## Task instructions
Copy the lines below verbatim, omitting the pictures.

## Material provided

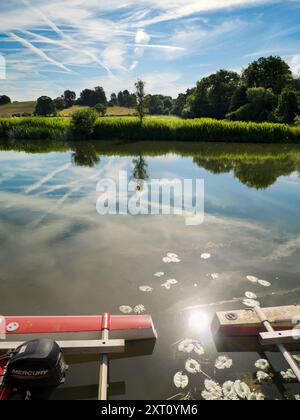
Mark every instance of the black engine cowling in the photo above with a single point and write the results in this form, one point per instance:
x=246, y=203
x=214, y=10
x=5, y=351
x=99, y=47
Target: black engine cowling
x=36, y=364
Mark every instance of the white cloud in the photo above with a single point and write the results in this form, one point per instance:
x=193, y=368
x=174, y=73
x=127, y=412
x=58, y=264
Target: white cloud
x=295, y=64
x=113, y=57
x=38, y=51
x=142, y=37
x=76, y=33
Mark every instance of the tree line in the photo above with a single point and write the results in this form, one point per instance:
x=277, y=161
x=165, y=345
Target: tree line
x=265, y=91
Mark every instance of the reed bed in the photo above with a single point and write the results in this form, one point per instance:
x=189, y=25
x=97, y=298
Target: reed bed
x=154, y=129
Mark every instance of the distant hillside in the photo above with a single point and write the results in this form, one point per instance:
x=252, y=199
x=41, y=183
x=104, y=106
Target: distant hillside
x=17, y=108
x=114, y=111
x=29, y=107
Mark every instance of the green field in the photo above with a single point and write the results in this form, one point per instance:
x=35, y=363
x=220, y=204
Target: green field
x=152, y=129
x=17, y=108
x=28, y=108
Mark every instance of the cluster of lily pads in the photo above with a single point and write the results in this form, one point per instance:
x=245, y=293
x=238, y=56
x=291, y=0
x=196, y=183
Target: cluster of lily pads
x=138, y=309
x=229, y=390
x=251, y=299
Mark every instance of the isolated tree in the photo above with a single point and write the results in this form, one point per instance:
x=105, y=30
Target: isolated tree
x=179, y=104
x=141, y=99
x=132, y=100
x=100, y=96
x=126, y=99
x=120, y=99
x=59, y=103
x=269, y=73
x=70, y=98
x=155, y=105
x=239, y=98
x=83, y=123
x=45, y=106
x=85, y=155
x=101, y=109
x=168, y=104
x=113, y=100
x=4, y=100
x=89, y=97
x=287, y=106
x=212, y=96
x=260, y=107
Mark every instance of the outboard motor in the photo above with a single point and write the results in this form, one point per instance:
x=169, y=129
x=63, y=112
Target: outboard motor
x=37, y=366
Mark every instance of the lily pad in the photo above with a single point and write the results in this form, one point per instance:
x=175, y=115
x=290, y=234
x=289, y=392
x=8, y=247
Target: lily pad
x=263, y=377
x=262, y=364
x=125, y=309
x=242, y=390
x=139, y=309
x=205, y=256
x=264, y=283
x=198, y=349
x=192, y=366
x=170, y=255
x=252, y=279
x=146, y=289
x=251, y=303
x=181, y=380
x=213, y=391
x=229, y=391
x=159, y=274
x=186, y=346
x=250, y=295
x=288, y=375
x=223, y=362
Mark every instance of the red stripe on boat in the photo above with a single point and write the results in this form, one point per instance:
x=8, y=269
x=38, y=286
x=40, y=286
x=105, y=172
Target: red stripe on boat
x=65, y=324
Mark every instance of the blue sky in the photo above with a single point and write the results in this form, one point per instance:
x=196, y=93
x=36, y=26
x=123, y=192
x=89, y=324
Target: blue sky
x=49, y=46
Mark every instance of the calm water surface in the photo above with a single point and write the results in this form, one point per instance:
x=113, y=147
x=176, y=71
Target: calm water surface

## Solved problem
Mark every instance of the black engine cowling in the photo above with a single point and write the results in this form, one point per instance:
x=246, y=203
x=214, y=10
x=5, y=351
x=99, y=47
Target: black engine cowling
x=36, y=364
Mark every instance of the white cloud in the photo above with a single point and write the results in this form, one point per instance:
x=193, y=368
x=174, y=73
x=127, y=412
x=58, y=264
Target: white cloud
x=295, y=64
x=113, y=57
x=38, y=51
x=142, y=37
x=76, y=33
Mark every instance of the tree line in the photo above with a single point and write the results in this form, one point per instance:
x=277, y=161
x=165, y=345
Target: tree line
x=265, y=91
Mark every instance of the reed bed in the photo above with a single point and write the results in this form, one point per instance:
x=189, y=25
x=97, y=298
Target: reed bed
x=154, y=129
Mark every instance of the distant hillside in the photo above with a single point and write the results in this form, one point per instance:
x=252, y=199
x=41, y=183
x=104, y=106
Target: distant hillside
x=17, y=108
x=114, y=111
x=29, y=107
Mark every instance of the green field in the photo above with a single point and write the results in this form, one point per instance:
x=35, y=363
x=220, y=204
Target: green field
x=152, y=129
x=17, y=108
x=28, y=108
Mark every instance of the cluster of lily pads in the photo above with a single point and write the results in this form, one point per instance:
x=245, y=293
x=238, y=56
x=291, y=0
x=196, y=183
Target: cluster of lily pads
x=138, y=309
x=229, y=390
x=251, y=299
Mark every instance of the isolated tree in the photo above with a single point and write the results in this form, one point per instance:
x=105, y=30
Target: isolated tree
x=179, y=104
x=141, y=99
x=132, y=100
x=100, y=96
x=126, y=99
x=120, y=99
x=59, y=103
x=269, y=73
x=70, y=98
x=155, y=105
x=239, y=98
x=83, y=123
x=45, y=106
x=85, y=155
x=101, y=109
x=168, y=104
x=113, y=100
x=4, y=100
x=89, y=97
x=287, y=106
x=212, y=96
x=260, y=107
Mark every instance of the outboard motor in the photo above with a single point and write the results in this form, one point per instance:
x=169, y=129
x=63, y=112
Target: outboard motor
x=37, y=366
Mark every instance of the lily pad in the photo above with a single point and write the results in this form, one point per instance:
x=175, y=115
x=290, y=234
x=289, y=392
x=8, y=247
Target: lily pad
x=263, y=377
x=262, y=364
x=125, y=309
x=242, y=390
x=139, y=309
x=205, y=256
x=264, y=283
x=198, y=349
x=192, y=366
x=170, y=255
x=252, y=279
x=146, y=289
x=251, y=303
x=181, y=380
x=213, y=391
x=229, y=391
x=159, y=274
x=186, y=346
x=250, y=295
x=288, y=375
x=223, y=362
Mark every instance of the red stripe on boat in the photo above with a single point and write the results in this form, one point per instance:
x=8, y=269
x=38, y=286
x=40, y=286
x=105, y=172
Target: red stripe on boat
x=65, y=324
Mark every instance of the blue sky in the photo above with a single point and write the results in this form, one point per instance:
x=196, y=93
x=36, y=26
x=123, y=192
x=89, y=324
Target: blue sky
x=49, y=46
Mark every instance of the calm water surface in the photo above with a single point and write the results in this form, one point per instance:
x=113, y=147
x=176, y=71
Target: calm water surface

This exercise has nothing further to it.